• _STATED EXERCISE_
Take the lines from the one containing "the sea wall" through the final line below and restate them exactly. Omit the pictures.

• _INPUT DATA_

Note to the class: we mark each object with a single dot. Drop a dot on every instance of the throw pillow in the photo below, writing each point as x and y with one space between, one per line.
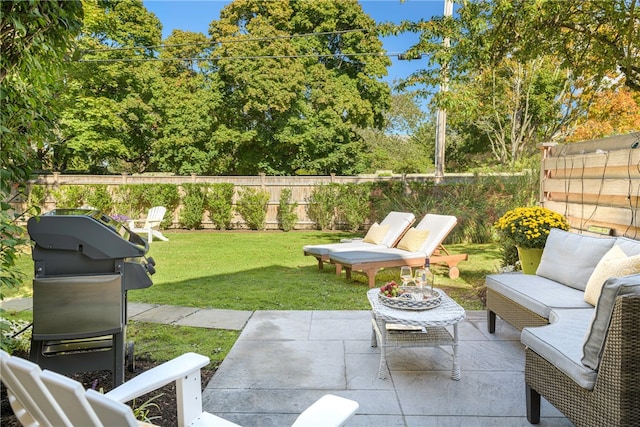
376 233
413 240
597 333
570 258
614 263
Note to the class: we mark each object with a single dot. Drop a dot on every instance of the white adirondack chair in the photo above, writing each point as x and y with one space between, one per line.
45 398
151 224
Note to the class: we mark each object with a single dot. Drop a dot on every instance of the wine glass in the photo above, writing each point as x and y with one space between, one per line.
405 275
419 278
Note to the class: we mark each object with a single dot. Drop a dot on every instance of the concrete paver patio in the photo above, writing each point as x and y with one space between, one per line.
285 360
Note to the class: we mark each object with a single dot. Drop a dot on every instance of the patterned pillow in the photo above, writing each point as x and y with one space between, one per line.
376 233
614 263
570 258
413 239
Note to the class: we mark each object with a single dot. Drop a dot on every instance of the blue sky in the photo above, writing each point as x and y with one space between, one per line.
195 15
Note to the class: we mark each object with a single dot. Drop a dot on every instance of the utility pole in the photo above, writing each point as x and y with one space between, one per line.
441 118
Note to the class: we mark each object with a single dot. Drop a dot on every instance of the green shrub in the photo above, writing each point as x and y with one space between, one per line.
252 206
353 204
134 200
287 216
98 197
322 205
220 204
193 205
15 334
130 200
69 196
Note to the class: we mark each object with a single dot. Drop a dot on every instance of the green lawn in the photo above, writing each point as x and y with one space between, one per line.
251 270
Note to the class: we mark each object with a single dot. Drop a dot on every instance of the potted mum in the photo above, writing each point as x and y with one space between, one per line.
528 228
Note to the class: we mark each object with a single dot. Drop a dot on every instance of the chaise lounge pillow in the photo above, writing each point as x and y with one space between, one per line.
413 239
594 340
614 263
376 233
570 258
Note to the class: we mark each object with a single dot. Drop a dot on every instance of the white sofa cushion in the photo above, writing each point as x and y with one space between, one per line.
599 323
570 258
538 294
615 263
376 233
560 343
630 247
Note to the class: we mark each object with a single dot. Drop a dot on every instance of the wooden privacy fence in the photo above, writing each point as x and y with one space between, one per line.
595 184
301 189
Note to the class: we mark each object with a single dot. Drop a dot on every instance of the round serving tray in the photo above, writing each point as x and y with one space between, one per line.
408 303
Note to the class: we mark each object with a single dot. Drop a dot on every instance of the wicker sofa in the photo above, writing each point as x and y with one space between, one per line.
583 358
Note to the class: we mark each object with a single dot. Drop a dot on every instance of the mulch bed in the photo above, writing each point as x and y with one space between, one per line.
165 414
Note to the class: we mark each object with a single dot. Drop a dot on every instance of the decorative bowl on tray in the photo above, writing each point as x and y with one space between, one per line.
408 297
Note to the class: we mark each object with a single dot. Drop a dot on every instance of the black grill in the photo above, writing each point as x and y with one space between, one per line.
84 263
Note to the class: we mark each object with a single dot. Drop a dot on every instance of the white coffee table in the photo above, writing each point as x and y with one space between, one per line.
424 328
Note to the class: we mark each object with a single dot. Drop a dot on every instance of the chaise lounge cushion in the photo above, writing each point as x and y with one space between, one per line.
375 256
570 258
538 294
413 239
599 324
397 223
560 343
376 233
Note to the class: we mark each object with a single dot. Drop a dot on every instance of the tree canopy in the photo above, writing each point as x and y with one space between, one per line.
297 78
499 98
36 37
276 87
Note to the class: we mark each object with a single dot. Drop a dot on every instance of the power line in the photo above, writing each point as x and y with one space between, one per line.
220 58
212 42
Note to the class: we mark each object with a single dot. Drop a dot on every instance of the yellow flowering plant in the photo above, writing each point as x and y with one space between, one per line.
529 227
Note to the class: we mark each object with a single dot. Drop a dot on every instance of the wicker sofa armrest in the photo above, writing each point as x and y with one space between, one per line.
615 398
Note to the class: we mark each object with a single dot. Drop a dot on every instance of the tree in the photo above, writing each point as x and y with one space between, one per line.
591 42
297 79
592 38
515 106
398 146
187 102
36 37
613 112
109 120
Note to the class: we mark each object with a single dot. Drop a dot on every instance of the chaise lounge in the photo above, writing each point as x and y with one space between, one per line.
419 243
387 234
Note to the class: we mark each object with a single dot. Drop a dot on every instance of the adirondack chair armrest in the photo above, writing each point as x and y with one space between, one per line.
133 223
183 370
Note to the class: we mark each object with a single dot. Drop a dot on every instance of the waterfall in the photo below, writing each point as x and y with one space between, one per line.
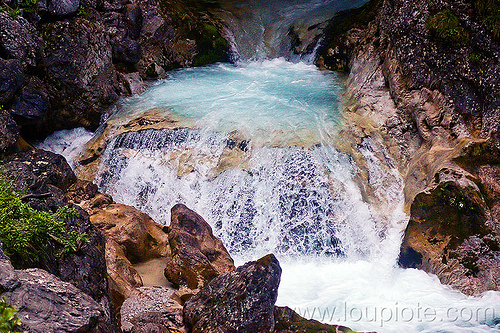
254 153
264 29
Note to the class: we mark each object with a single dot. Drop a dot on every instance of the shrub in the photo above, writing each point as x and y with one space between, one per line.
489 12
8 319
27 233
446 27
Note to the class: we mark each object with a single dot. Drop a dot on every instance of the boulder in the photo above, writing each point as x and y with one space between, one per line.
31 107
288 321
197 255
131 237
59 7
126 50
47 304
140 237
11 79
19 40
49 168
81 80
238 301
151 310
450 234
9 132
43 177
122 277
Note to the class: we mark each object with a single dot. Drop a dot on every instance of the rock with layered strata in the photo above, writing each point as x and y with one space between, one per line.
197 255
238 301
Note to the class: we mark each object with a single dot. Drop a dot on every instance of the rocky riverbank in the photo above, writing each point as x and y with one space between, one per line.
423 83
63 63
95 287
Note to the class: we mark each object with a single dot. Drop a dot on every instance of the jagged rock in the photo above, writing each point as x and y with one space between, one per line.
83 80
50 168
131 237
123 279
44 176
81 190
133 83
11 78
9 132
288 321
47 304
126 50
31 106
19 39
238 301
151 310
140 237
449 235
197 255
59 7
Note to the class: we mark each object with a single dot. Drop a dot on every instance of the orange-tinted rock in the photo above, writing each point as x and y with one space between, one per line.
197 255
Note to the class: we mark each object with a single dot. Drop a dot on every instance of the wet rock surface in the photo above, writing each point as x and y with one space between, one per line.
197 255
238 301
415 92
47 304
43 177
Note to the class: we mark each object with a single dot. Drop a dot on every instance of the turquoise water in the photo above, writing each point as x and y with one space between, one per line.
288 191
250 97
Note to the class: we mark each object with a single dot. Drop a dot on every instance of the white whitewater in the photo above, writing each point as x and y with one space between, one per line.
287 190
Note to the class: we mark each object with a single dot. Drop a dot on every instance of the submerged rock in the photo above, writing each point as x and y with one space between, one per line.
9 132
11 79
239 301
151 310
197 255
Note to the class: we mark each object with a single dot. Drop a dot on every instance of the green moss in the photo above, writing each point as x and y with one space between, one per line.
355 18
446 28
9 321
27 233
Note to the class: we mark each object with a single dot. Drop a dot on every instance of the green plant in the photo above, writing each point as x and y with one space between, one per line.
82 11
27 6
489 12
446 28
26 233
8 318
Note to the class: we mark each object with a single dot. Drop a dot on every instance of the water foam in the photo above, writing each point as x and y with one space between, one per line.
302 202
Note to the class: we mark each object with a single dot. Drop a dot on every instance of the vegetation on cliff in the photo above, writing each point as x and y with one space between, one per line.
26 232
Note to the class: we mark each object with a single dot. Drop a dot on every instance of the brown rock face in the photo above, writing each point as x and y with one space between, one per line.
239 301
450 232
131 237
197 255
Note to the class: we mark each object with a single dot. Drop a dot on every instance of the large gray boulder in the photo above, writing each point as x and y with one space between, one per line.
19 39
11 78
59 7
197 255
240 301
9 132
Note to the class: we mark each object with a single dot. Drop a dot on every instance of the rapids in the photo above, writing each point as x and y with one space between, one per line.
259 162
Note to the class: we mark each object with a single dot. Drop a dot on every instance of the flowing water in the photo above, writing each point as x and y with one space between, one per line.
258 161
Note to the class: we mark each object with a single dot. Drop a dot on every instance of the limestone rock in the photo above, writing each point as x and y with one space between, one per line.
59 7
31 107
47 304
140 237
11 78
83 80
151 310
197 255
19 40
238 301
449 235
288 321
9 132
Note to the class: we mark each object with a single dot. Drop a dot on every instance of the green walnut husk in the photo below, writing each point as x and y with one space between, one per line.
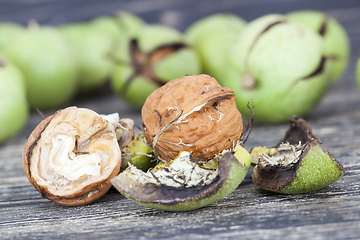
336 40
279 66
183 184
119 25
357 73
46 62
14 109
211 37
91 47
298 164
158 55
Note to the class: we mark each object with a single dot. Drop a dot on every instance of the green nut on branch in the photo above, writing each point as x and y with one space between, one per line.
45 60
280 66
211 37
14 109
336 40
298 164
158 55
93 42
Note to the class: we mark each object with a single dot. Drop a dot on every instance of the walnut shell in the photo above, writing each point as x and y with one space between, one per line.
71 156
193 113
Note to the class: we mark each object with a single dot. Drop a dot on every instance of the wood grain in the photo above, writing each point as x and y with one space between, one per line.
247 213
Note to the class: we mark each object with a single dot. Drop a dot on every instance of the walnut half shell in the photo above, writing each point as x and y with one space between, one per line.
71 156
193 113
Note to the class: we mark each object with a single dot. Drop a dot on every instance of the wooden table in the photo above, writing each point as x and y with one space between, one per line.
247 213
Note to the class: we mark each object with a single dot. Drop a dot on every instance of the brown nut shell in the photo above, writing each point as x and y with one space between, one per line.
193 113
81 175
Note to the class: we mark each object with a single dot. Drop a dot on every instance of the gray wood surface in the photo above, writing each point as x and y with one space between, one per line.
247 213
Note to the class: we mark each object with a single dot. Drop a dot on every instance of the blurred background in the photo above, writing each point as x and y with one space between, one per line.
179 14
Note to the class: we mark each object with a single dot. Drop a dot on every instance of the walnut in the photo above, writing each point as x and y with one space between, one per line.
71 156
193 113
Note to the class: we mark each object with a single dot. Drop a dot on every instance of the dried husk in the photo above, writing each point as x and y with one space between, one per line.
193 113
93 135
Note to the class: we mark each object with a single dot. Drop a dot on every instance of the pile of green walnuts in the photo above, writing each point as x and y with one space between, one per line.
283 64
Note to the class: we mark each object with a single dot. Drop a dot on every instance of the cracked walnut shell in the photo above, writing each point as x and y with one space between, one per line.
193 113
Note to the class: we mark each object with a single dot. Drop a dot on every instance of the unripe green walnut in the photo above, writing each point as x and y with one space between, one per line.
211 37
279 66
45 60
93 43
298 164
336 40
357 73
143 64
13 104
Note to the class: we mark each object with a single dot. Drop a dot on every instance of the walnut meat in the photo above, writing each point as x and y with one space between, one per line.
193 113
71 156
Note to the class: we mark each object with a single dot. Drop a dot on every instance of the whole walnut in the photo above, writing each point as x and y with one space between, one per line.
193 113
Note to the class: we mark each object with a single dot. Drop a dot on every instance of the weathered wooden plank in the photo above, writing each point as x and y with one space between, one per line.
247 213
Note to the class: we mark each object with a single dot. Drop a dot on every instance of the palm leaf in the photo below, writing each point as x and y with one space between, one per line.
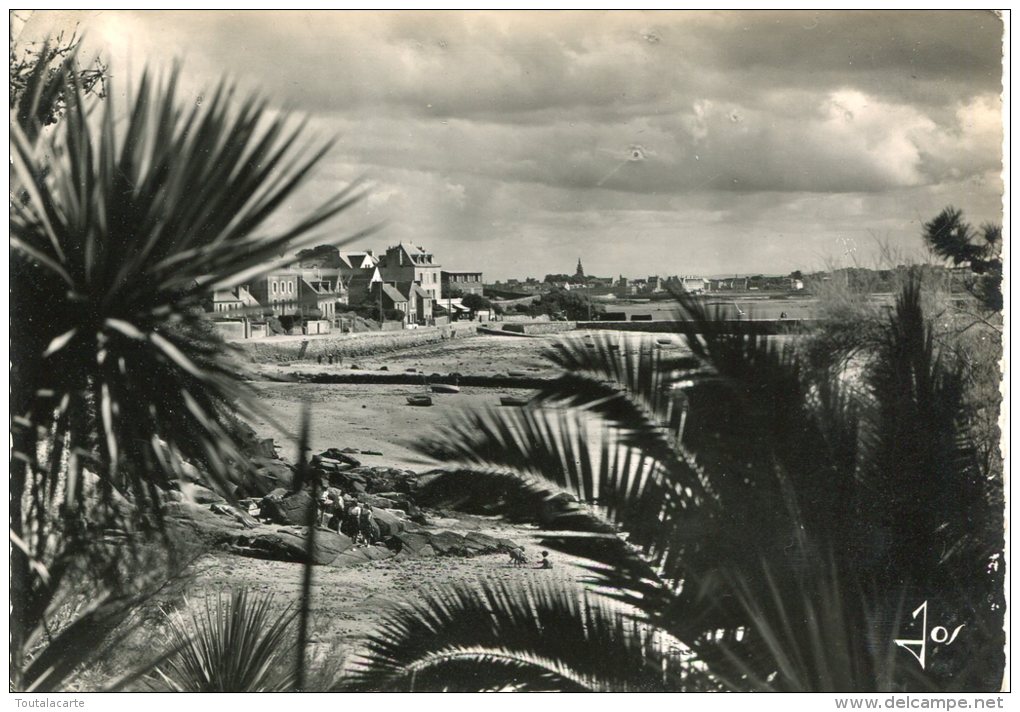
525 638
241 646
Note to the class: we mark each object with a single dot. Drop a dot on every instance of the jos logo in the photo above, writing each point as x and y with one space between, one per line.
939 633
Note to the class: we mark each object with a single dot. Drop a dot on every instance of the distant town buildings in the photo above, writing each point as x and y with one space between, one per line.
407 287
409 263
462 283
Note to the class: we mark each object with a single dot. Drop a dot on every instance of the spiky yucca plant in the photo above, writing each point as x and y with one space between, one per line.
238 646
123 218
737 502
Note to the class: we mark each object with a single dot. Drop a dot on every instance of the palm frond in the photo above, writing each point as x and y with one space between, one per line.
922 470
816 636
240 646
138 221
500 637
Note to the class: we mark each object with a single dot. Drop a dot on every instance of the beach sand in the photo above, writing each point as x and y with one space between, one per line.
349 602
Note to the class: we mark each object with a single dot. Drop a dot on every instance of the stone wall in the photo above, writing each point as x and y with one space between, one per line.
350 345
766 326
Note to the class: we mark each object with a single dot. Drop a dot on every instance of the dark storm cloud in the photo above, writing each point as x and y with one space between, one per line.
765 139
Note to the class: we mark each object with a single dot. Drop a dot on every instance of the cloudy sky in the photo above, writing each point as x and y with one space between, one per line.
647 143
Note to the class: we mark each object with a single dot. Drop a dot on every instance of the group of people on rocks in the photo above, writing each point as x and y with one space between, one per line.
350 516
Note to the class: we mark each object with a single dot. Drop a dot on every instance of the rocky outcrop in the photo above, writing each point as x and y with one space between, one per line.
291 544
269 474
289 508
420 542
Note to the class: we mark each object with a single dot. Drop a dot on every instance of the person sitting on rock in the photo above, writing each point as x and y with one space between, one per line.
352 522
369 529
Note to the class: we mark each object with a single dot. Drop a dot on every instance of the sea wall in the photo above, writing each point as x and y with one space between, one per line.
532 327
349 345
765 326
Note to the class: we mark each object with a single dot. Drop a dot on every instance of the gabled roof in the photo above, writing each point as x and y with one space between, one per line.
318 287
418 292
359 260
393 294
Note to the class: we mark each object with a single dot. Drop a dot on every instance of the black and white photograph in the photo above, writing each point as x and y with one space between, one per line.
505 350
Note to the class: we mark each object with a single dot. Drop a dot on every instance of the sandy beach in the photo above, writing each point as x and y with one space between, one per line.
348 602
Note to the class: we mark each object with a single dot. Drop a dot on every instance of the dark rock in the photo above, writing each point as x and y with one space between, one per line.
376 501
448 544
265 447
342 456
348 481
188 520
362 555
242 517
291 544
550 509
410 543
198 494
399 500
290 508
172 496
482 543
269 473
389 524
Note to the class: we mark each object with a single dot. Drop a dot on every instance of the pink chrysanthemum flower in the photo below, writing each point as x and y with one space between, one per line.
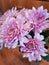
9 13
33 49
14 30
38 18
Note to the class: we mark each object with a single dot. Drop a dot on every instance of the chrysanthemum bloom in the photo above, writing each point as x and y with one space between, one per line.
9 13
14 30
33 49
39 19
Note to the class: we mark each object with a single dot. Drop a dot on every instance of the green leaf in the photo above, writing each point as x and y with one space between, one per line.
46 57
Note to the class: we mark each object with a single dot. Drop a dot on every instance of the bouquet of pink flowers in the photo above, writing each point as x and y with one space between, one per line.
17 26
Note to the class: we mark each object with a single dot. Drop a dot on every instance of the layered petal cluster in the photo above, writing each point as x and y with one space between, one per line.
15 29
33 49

• _COMPLETE RESPONSE_
Note to the class: we mark each object with a single dot. Drop a dot on every instance of the sea wall in the photo above, writing each point as x and y with one space between, one per line.
532 327
349 345
765 326
Note to the class: we mark each object with a single dot. Drop a dot on every instance of the gabled roof in the photo above, writing each point as x and y with one space between, one per line.
318 287
418 292
359 260
393 294
Note to the class: we mark each object with a single dot. Drop a dot on every instance of the black and white photograph in the photo above, writing each point as x and y with one space between, one per line.
505 350
Note to the class: we mark each object with a single dot. Drop a dot on every instance of the sandy beach in the photo above, writing each point as x and y with one space between, one per line.
348 602
Note to the class: we mark each object with a single dot. Drop a dot on every instance of the dark rock in the photo above, writing each point as x and y with one space between, one per line.
376 501
448 544
265 447
342 456
348 481
188 520
362 555
242 517
291 544
550 509
410 543
198 494
399 500
290 508
172 496
482 543
269 473
389 524
Note to the class: we mark each object with a single dot. Drop a dot on every instance of the pink chrysanthemum flower in the photo below, writing each point as x and y with one space between, one per line.
9 13
33 49
14 30
38 18
Note to the class: we mark each object with a single dot. Drop a dot on every instance of the chrysanthemum bloom in the photo above, writing each point as x and y with one space between, one per line.
9 13
14 30
33 49
39 19
Note to the class: we mark each object with a single dot. Drop a dot on every instance of the green leaf in the photo above, writing each point as x and y with one space between, one per line.
46 57
Note to the class: we mark each object with a single dot. Drop a dot on every instance of the bouquet of pink flowers in the photo above, writing each point as x and y with one space between, one per line.
17 26
Note to the class: we mark each object with a single dot. Drop a dot on every instance of the layered petal cluster in the photo above, writing each point as x and y with one space between, one per line.
15 29
33 49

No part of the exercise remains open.